--- begin ---
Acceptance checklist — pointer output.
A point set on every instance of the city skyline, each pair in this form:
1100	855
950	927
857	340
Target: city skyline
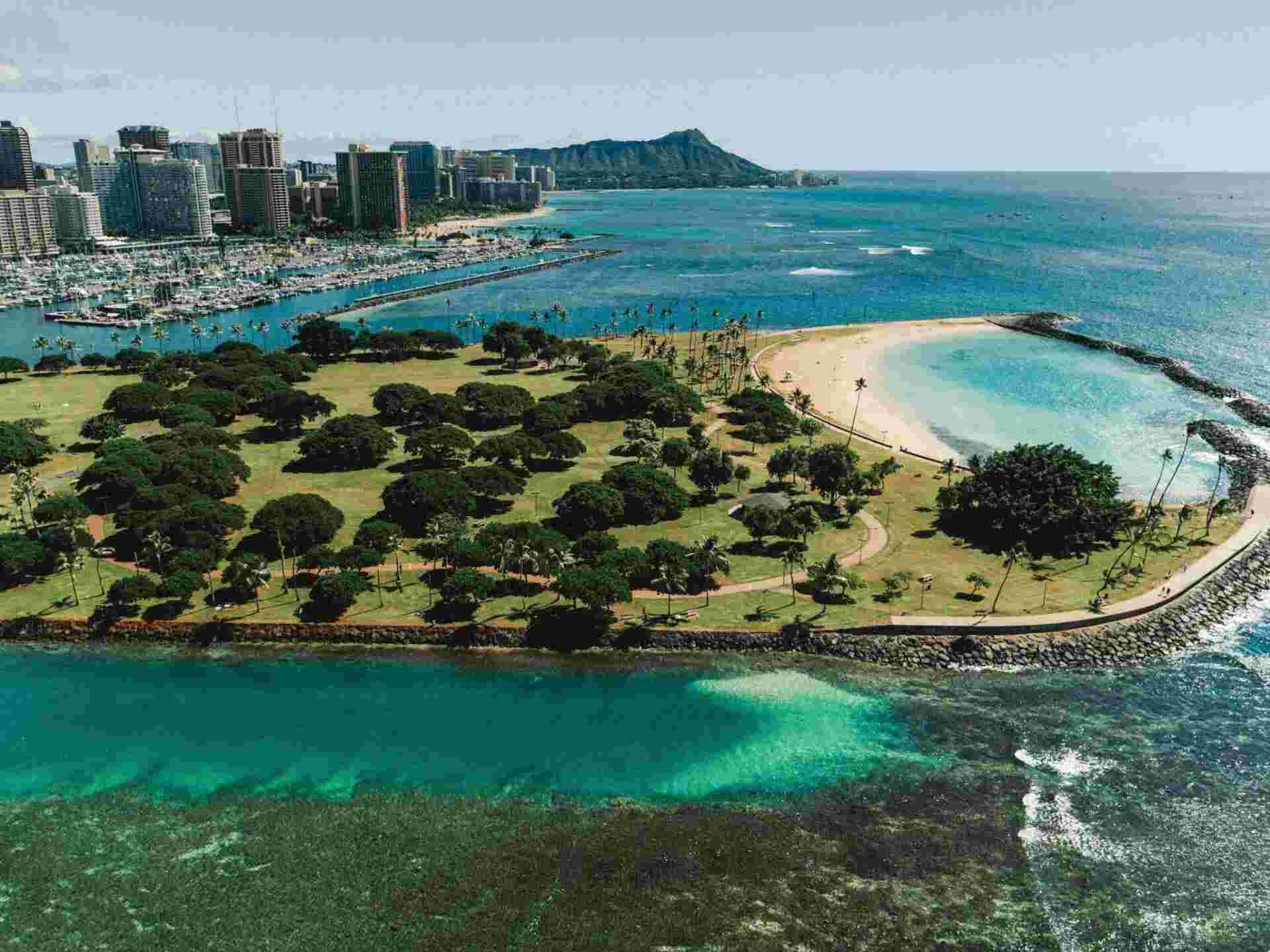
996	85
--- end ---
Task directions: Write out all the lines of the data above again, requests included, but multiply each point coordinate in the answers by 2.4 and round to a whole number, with halves rounded up. Leave the numbers in the requests unchanged, and leave the pictures out.

The output:
Acceptance checklist — pointer output.
A point set on every instance of the city skyline, each pair in this form:
1100	855
950	927
857	340
Target: city skyline
2390	204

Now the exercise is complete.